Goals -
1 – According to the article on India's economy, by how much did India's economy grow in the most recent quarter?
2 – Update the article on India's economy from "That may be" to "any other country.", changing "turmoil" to "upheaval".
3 – Take the article on India's economic opportunities further, writing on from its closing line.

Quoted passage -
By John Stackhouse, Senior Vice President RBC.

India has long been lampooned as the land of endless potential, with a lot of emphasis on endless.

 

That may be changing, with potential becoming reality.

 

As the world convulses from NAFTA turmoil, trade tensions between the U.S. and China and the slow bleed of Europe’s economic union, India is shining. Its economy grew 7.7% in the most recent quarter, while investment over the last four years totalled $222 billion, more than any other country.

 

Invest India, the country’s main investment agency, believes the economy will reach $7 trillion by 2025, when its population is projected to reach 1.5 billion, surpassing China.

 

“It’s not a question of whether India is an opportunity. India is the opportunity of our lifetime,” says Natarajan Chandrasekaran, chairman of Tata Sons, India’s legendary conglomerate that controls nearly 50 companies worth a combined $180 billion.

 

Chandrasekaran was in Toronto this week with a group of Indian business leaders to explore trade and investment with Canada.

 

Here’s where they see opportunities:

Transportation

  • Indian air traffic is growing 20–25% a year
  • the country expects to buy one new aircraft a week for the next 20 years
  • it’s building 40 kilometres of roads a day, and has plans for 800 new express highways by 2025
  • it expects to build 800 new rail stations and 10,000 kilometres of high speed rail, plus 1,000 kilometres of metro rails in cities

Mobile

  • Cell phone penetration grew from 18% to 93% in one decade, from 2007–2018
  • India has 1.19 billion mobile phones, for 1.2 billion people
  • Tata expects the country to have 700 million smart phones by 2020

Digital

  • 481 million Indians are connected to the Internet, behind only China
  • every second, three more Indians access the Internet for the first time, with two-thirds of them in villages
  • Internet penetration rose from 4% to 35% in one decade

Real estate

  • the Modi government has awarded large tax concessions to companies building affordable housing
  • big players like Brookfield are expanding in commercial real estate, including IT parks

Financial services

  • 318 million bank accounts were added in the last four years
  • the Ontario municipal pension group OMERS sees financial services growing 20% a year for the next decade
  • Deepak Parekh, chair of Housing Development Finance Corp., pointed out that consumer credit represents only 13% of India’s GDP, compared to 20% in China

Startups

  • India is second in the world in terms of startups, behind the U.S. And most of those firms are now located in regional centres like Jaipur and Indore rather than the megacities like Mumbai
  • Vikas Swarup, India’s High Commissioner to Canada, said Bangalore is now the world’s fourth largest tech hub
  • the country’s 10,000 engineering institutes produce more engineers every year than China and the U.S. combined

So where’s Canada in the India story? Still lagging other Western countries.

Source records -

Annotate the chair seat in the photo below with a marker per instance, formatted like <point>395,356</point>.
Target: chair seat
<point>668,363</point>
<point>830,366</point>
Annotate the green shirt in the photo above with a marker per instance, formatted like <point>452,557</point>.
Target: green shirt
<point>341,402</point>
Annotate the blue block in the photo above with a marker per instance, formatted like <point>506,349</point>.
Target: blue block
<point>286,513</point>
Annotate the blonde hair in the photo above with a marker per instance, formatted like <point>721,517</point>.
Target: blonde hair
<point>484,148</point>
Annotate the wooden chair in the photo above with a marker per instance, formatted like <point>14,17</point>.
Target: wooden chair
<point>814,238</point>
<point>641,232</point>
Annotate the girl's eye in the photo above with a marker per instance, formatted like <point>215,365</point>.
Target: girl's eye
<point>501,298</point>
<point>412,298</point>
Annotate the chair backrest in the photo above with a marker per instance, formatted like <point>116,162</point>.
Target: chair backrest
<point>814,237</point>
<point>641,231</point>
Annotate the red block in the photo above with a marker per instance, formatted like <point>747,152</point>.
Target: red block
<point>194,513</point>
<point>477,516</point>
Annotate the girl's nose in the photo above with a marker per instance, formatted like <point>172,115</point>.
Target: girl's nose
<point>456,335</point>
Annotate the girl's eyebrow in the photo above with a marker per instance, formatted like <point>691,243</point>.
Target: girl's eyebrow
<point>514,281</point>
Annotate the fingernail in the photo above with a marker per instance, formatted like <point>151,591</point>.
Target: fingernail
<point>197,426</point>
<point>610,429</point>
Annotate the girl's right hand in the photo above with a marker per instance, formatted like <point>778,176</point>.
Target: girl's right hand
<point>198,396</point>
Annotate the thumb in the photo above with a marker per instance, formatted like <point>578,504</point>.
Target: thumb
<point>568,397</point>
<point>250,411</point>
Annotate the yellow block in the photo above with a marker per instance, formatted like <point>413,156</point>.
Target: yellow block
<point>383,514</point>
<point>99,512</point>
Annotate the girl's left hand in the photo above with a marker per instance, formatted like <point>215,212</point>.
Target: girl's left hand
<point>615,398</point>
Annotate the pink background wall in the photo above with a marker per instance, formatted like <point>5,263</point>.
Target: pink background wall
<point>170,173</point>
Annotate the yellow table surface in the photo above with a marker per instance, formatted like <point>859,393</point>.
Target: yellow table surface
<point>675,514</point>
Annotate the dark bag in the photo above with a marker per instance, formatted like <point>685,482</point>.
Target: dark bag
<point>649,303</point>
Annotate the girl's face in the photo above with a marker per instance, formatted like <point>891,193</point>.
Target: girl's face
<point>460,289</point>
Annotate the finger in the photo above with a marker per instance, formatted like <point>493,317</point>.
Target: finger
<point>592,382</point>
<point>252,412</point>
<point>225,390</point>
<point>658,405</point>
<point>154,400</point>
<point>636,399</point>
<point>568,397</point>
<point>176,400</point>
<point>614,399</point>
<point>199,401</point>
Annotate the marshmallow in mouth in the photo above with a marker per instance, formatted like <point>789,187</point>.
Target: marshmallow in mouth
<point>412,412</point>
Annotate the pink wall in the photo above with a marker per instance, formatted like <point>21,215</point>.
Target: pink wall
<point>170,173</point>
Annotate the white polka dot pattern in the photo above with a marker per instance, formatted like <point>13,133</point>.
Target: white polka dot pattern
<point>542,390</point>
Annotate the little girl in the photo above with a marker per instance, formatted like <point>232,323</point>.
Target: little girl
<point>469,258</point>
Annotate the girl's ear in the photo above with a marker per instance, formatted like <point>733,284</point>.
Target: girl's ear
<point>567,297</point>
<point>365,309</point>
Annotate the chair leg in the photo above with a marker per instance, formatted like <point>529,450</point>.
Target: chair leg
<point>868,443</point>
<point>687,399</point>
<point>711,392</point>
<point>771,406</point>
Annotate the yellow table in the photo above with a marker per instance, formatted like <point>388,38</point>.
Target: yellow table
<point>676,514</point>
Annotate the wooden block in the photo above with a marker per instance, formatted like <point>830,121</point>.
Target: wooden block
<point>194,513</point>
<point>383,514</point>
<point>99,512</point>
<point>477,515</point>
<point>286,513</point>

Results -
1 – 7.7%

2 –
That may be changing, with potential becoming reality.

 

As the world convulses from NAFTA upheaval, trade tensions between the U.S. and China and the slow bleed of Europe’s economic union, India is shining. Its economy grew 7.7% in the most recent quarter, while investment over the last four years totalled $222 billion, more than any other country.

3 –
 

India took in less than one per cent of Canada’s exports in 2017, although overall Canadian investment has grown in just four years from $4.3 billion to $23 billion, driven largely by pension funds and institutional investors like Fairfax and Brookfield.

 

Canadian High Commissioner Nadir Patel said there are about 1,000 Canadian companies now active in India, with a growing interest in renewable energy, food processing, information technology and construction.